* start *

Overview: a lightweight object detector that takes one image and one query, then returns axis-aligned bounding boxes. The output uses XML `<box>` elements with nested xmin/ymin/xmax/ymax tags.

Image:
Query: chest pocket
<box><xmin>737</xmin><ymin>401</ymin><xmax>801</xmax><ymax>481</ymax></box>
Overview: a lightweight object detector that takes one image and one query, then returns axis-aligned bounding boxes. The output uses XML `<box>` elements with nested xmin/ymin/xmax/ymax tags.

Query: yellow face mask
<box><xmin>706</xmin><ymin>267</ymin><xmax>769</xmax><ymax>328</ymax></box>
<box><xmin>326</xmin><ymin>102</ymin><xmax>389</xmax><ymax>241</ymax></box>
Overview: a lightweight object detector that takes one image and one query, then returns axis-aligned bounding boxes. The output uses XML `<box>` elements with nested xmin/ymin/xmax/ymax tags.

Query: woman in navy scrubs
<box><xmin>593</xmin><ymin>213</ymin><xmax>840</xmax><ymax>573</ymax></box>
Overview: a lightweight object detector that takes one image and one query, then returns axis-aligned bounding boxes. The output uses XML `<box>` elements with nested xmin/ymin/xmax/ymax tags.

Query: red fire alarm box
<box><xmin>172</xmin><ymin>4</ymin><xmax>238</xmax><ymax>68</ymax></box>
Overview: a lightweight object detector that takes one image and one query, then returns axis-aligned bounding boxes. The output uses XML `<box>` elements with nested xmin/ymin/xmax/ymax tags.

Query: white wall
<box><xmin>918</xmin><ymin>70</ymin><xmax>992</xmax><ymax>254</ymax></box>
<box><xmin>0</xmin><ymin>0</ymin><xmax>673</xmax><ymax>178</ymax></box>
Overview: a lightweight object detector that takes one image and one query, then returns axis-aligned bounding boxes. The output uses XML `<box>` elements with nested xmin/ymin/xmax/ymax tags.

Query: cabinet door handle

* end *

**DIRECTIONS:** Please give the records, starting at the first line and ending at the line that contains "Query: chest pocket", as a JSON list of strings with one string per line, leaving out blank lines.

**SOLUTION TO THIS TASK:**
[
  "Overview: a lightweight object detector that takes one image and one query, then returns axis-aligned bounding boxes. The output uses XML `<box>` elements with nested xmin/ymin/xmax/ymax tags.",
  "Image:",
  "Query: chest pocket"
]